*The request*
Reproduce the items below without any change. Begin with the line that contains "Practice step: locate the person" and continue through the line that contains "x=141, y=126", including both of those lines and nothing else.

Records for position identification

— Start —

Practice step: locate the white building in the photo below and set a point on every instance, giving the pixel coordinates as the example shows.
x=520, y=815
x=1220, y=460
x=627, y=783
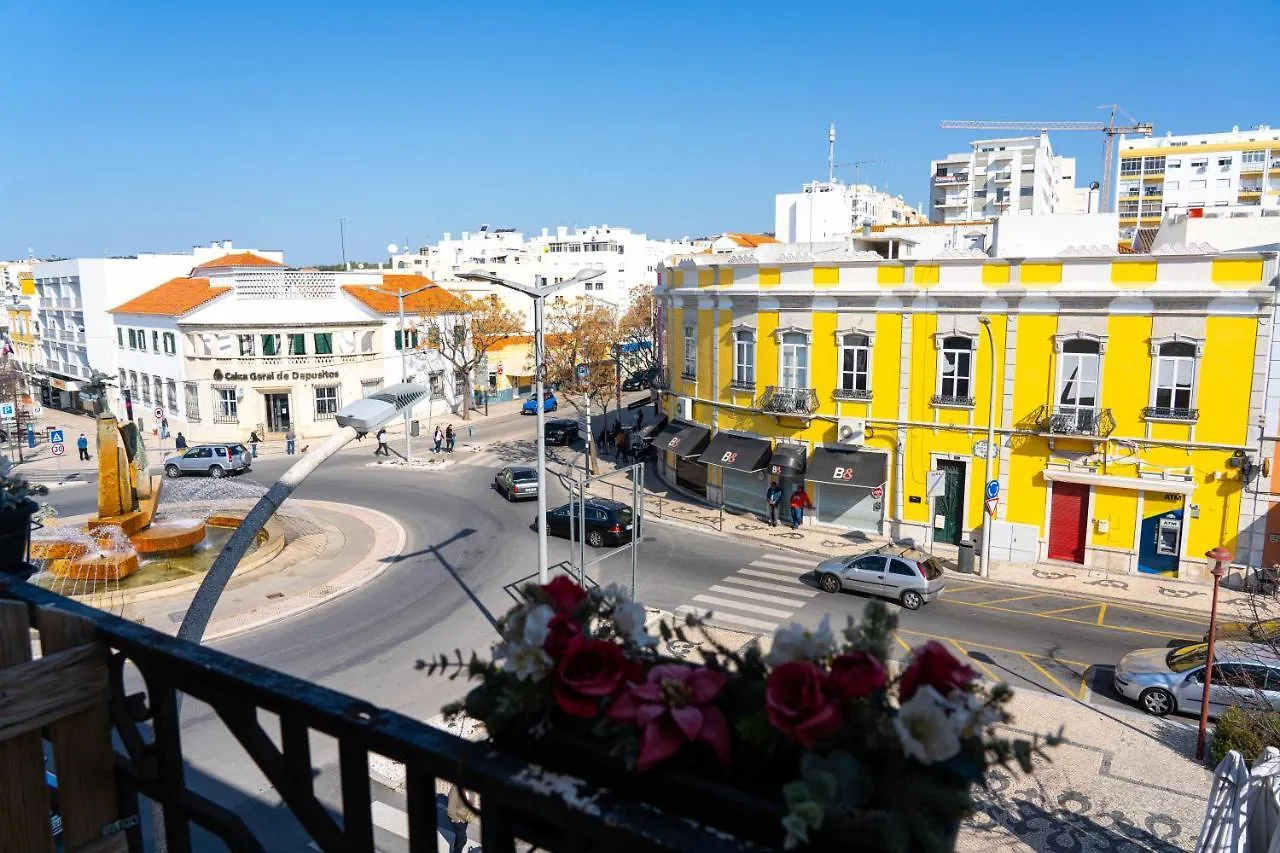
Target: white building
x=1233, y=173
x=72, y=301
x=827, y=210
x=246, y=346
x=997, y=177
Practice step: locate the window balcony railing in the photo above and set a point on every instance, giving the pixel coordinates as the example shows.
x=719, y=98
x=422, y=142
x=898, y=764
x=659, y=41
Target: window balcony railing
x=1166, y=413
x=789, y=401
x=519, y=806
x=1074, y=420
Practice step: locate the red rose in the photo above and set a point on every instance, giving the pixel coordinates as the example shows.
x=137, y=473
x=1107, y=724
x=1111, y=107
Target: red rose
x=588, y=671
x=563, y=594
x=799, y=707
x=932, y=665
x=855, y=675
x=560, y=632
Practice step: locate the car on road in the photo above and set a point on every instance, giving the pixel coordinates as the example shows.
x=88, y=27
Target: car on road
x=909, y=576
x=607, y=521
x=530, y=406
x=561, y=430
x=1166, y=680
x=214, y=460
x=517, y=483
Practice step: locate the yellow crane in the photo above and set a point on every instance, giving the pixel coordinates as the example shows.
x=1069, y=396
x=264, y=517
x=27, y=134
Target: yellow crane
x=1110, y=128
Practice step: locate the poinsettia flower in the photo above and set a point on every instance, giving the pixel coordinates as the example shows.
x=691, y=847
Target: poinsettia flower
x=673, y=707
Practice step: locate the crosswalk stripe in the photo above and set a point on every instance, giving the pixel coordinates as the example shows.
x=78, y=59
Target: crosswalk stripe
x=730, y=617
x=775, y=587
x=749, y=609
x=772, y=575
x=754, y=596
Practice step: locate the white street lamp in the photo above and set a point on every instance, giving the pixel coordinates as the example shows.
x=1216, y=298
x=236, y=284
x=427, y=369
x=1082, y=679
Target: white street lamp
x=539, y=292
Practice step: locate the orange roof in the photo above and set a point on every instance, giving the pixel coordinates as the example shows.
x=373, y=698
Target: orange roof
x=382, y=297
x=173, y=299
x=240, y=259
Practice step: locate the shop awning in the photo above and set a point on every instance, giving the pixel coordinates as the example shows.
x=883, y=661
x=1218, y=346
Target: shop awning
x=849, y=468
x=739, y=452
x=789, y=460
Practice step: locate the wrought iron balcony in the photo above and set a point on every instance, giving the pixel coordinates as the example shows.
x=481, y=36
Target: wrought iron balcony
x=1074, y=420
x=789, y=401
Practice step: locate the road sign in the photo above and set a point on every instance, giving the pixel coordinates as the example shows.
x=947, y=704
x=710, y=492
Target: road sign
x=935, y=483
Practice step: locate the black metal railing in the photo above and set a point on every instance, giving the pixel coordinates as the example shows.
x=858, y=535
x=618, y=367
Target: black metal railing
x=1165, y=413
x=516, y=801
x=789, y=401
x=1074, y=420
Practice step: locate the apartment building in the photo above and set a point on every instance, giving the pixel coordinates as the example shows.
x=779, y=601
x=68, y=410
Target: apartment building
x=1232, y=173
x=999, y=177
x=1128, y=389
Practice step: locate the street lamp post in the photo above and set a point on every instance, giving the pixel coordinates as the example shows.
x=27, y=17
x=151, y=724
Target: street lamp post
x=988, y=518
x=539, y=292
x=1219, y=556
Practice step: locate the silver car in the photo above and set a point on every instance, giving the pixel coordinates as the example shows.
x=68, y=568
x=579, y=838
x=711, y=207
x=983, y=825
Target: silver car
x=215, y=460
x=1164, y=680
x=906, y=575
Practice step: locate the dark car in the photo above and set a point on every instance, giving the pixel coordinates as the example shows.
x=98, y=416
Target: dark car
x=607, y=521
x=517, y=483
x=561, y=430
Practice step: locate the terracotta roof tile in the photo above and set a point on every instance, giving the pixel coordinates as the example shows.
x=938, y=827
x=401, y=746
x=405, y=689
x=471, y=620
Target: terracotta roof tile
x=241, y=259
x=173, y=299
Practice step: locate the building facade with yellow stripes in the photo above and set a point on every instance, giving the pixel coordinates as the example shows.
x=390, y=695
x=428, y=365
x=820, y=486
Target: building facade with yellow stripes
x=1128, y=393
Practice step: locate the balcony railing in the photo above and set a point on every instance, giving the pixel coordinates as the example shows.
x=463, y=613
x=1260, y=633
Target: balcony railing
x=1074, y=420
x=519, y=804
x=789, y=401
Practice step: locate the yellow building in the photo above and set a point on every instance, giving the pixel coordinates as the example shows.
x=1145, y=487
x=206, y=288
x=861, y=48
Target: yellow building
x=1127, y=392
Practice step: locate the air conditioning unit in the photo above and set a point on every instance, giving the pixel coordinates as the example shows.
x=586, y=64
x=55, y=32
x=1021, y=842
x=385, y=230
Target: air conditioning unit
x=851, y=430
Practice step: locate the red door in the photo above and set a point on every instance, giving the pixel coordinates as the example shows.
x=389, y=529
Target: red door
x=1066, y=520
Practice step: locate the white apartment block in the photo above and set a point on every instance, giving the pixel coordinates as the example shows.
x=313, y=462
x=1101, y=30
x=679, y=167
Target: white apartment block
x=999, y=177
x=1235, y=173
x=826, y=210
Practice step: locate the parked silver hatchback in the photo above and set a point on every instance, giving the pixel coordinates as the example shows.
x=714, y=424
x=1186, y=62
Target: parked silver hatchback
x=906, y=575
x=214, y=460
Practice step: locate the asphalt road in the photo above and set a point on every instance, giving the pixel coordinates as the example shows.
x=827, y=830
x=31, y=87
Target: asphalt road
x=466, y=546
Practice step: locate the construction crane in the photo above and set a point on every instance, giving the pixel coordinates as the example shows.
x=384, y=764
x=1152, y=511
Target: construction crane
x=1110, y=128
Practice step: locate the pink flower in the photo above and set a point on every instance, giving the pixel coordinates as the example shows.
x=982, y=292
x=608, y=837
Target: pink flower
x=672, y=707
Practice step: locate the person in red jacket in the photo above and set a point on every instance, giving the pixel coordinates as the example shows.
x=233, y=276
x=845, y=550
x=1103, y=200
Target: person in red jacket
x=799, y=503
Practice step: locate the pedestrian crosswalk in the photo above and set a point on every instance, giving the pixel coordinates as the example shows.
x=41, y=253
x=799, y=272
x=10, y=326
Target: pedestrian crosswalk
x=759, y=596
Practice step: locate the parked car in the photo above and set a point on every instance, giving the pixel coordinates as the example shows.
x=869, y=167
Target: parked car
x=906, y=575
x=215, y=460
x=561, y=430
x=1164, y=680
x=517, y=483
x=607, y=521
x=530, y=406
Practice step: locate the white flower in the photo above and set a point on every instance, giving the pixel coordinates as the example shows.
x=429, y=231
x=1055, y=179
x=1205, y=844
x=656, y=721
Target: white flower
x=798, y=643
x=629, y=619
x=927, y=726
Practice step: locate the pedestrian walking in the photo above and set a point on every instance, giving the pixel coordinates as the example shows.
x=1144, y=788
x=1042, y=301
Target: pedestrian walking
x=773, y=497
x=799, y=503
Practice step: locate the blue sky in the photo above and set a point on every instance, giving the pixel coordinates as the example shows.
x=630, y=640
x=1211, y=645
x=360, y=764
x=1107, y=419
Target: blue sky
x=141, y=126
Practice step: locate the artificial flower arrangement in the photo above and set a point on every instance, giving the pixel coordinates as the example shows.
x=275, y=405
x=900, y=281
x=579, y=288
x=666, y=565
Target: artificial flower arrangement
x=818, y=737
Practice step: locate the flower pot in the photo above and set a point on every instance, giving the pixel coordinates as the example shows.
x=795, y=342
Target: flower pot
x=16, y=537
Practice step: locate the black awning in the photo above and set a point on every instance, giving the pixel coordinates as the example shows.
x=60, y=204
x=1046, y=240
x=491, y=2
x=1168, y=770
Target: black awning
x=737, y=452
x=849, y=468
x=789, y=460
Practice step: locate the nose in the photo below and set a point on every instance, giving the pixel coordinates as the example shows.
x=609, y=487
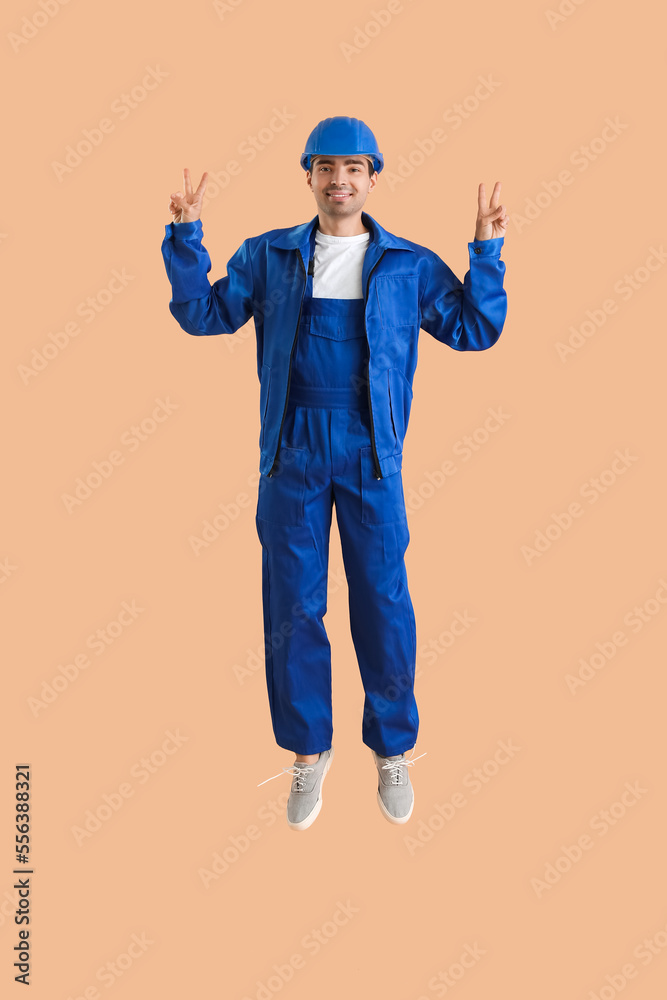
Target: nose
x=338, y=177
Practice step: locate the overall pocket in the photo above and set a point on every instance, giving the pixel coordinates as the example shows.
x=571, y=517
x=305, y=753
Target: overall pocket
x=382, y=500
x=281, y=497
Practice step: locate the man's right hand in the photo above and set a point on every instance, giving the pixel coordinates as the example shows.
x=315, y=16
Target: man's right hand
x=187, y=207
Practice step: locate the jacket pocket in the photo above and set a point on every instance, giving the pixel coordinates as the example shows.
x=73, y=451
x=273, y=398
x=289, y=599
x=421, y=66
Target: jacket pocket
x=382, y=500
x=281, y=496
x=263, y=401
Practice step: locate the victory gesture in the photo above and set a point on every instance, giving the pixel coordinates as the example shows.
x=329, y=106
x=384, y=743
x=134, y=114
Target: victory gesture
x=187, y=207
x=492, y=220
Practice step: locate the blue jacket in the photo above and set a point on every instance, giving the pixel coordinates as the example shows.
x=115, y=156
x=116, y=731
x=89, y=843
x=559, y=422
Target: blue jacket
x=406, y=288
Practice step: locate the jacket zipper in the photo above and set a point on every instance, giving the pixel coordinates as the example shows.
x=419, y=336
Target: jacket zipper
x=289, y=373
x=378, y=474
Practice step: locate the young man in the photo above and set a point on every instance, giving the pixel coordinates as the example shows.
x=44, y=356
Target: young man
x=338, y=303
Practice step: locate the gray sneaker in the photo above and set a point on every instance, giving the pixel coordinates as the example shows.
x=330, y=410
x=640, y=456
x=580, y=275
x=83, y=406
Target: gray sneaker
x=395, y=795
x=305, y=801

— End —

*The output*
Practice step: locate the person in red jacket in the photo above and set a point on every instance, giving the pixel coordinates as the example shows.
x=233, y=276
x=845, y=550
x=1103, y=200
Target: person in red jacket
x=799, y=503
Practice step: locate the pedestrian crosswalk in the photo above and set a point on every instance, giving the pixel coordinates as the example shows.
x=41, y=253
x=799, y=272
x=10, y=326
Target: pedestrian crosswalk
x=759, y=596
Practice step: locate the parked car in the photo above and set a point on every instance, giving the pixel coordinates as the example shows.
x=869, y=167
Target: parked car
x=906, y=575
x=215, y=460
x=561, y=430
x=1164, y=680
x=517, y=483
x=607, y=521
x=530, y=406
Practice step: locate the white flower in the photo above and set a point on every instance, giving the pixel coordinates as the example shows.
x=429, y=231
x=1055, y=179
x=1205, y=844
x=656, y=721
Target: white flower
x=798, y=643
x=629, y=619
x=927, y=726
Practice step: locate the pedestrian walking in the photo above and set a point on every instance, giving the pixel coordinates as the example shows.
x=1144, y=788
x=1042, y=301
Target: pedestrian walking
x=773, y=497
x=799, y=503
Practice step: locate the blue sky in the photo above and set a point on every instance, giving the pixel coordinates as the example shows.
x=630, y=640
x=1211, y=645
x=360, y=764
x=1107, y=419
Target: blue sky
x=141, y=126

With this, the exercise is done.